## SOURCE EXCERPT
** START **

Legend has it that there is a lost city of gold and treasure that stands proudly closeted behind a green-vine curtain in the misty jungles of South America. Legend has it wrong. As it happens the lost city of El Dorado is actually quite easy to get to, and is already known by another name. Simply book a flight on Air France and exit the plane at Paris.

I imagine that many a conquistador hoped he would find a trove of treasure, emeralds, diamonds, rubies, sapphires all tucked away and tumbled together in a chest, waiting to be discovered. But I have already found the treasure chest: rows and columns of perfect macarons hued like the gemstones of legend, packed neatly into a glass case at Laduree. Ecstasy, and a mint-green Victorian sign swinging Frenchly in the breeze, mark the spot.

If you read French Revolution at all regularly, chances are you’ve heard of my penchant for macarons, and the empty ache I generally experience in my daily existence without them. Macarons are rare in the States, and even more rarely any good, so it is likely that you’ll need an explanation. Macarons are little cookie sandwiches. Ganache, jam, or cream glues two almond wafers together. But unlike, say, a plain old Oreo, macarons are marked for their texture, like a crisp robin’s egg that cracks and melts and then oozes when you bite into it, and also their exquisitely whimsical colors and flavors, like lily of the valley, citronella, and violet-cassis to name a few of the odder ones. My favorites? Rose, pistachio, orange blossom, and lemon, in that order.

** END **

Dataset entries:
** START **

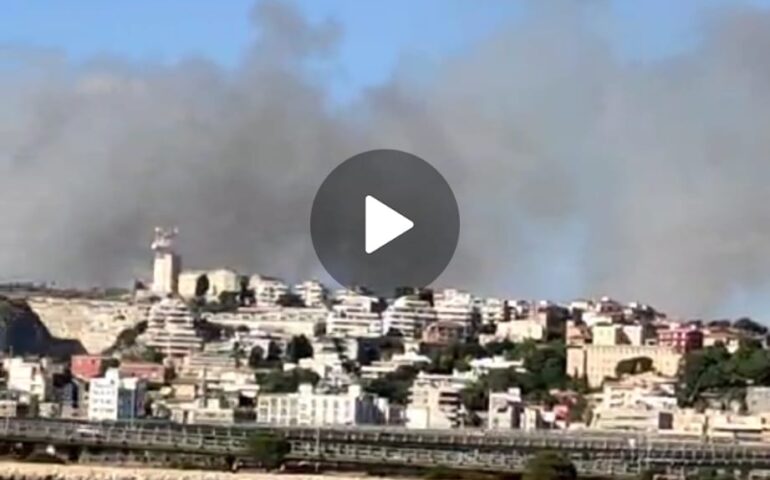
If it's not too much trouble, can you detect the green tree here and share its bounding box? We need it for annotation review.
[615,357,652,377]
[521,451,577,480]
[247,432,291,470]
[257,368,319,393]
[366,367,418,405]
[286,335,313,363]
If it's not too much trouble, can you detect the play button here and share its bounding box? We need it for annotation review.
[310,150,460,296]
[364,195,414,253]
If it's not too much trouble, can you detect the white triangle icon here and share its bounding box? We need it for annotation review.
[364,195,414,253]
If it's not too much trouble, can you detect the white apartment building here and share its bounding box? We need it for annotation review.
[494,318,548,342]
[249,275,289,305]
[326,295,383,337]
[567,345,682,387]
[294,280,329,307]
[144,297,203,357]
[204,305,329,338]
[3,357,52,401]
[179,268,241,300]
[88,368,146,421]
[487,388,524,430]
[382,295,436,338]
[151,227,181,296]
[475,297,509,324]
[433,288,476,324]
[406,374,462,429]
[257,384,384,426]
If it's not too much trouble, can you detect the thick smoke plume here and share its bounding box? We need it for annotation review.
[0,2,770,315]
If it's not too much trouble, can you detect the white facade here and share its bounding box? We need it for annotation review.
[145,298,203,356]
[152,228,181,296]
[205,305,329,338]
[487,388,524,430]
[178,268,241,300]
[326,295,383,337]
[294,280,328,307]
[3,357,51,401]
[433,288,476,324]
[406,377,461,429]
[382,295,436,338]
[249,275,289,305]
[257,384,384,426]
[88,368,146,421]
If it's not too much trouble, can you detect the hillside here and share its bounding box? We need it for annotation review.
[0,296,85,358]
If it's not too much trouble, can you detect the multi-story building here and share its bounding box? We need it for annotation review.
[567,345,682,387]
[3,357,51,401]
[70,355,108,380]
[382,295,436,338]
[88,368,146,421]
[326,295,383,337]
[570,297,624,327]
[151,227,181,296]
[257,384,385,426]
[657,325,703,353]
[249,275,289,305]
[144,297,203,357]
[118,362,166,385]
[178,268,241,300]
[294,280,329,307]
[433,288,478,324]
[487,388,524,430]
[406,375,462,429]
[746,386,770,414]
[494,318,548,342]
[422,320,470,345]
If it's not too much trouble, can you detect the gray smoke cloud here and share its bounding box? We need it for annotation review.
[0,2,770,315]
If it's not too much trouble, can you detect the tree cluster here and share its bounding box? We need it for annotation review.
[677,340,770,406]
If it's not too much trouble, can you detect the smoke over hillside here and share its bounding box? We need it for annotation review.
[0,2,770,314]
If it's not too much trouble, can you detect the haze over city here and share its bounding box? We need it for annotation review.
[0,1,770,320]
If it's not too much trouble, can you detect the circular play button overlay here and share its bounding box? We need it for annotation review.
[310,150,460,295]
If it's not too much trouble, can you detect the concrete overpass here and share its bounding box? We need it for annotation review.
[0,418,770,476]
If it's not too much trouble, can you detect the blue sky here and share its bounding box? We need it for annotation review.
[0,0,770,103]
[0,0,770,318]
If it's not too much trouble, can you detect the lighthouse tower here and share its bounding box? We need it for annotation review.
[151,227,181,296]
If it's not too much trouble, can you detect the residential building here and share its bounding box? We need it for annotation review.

** END **

## WORK TO DO
**1.** List the macaron flavors that the passage on Paris macarons gives as the writer's favorites, in the order the writer ranks them.
**2.** Write the next part of the passage on Paris macarons, starting after its final sentence.

## EXPECTED RESPONSES
**1.** Rose, pistachio, orange blossom, lemon

**2.**
Like those conquistadors, I am often ready to lay down my life, or at least a day’s worth of complacent happiness, in a fit of absolute macaron lust. But several centuries have passed, and I believe the mindset here in the Americas has changed: who wants to be a slave to fate or the gods? Cities of gold have never been found, and macarons have never rained from the sky. So, I decided to turn to an even older legend. I made up my mind to become an alchemist.

To that end, I took the train to “El Dorado,” a name that bares shocking phonetic resemblance to Laduree, does it not? When in Paris, I enrolled at the premiere amateur cooking school, Ecole Lenotre, and signed up for a course on how to turn almond flour and egg whites into macarons, the modern gastronomic equivalent of spinning straw into gold.

For my day as Rumpelstiltskin, I began with lunch at the Ecole Lenotre café, tucked under the leafy branches of the Place de la Concorde end of the Champs Elysee. There, I indulged in a creamy, cold green asparagus velouté, served with blanched, salted asparagus tips, and, the end all and be all, a savory pea frozen macaron topped with cracked black pepper. Oh my little loves! So versatile! An emerald worth its weight…

I then embarked on the way to wealth. I, and seven other Rumpelstiltskins, swathed in white linen aprons, girdled in kitchen towels, and waving silicon spatulas, crowded around the Alchemist: our chef, crowned in a Lenotre white pillar chef’s hat, with his gallic profile, Frenchly trilling voice, and gilded secrets. There he told us that if you weigh certain amounts of almond powder, powdered sugar, and egg whites, and baked them on three baking sheets and parchment paper for around 10 minutes, along with food coloring in droves to color the golden wafers into the hues of lemon topaz, caramel citrine, coffee obsidian, you would have macarons! For the center, we conjured up lemon crème, fresh fleur de sel caramel, and chocolate ganache. Newly minted millionaires, we then decided to sit down and hide it all in the best place we could think of: our stomachs!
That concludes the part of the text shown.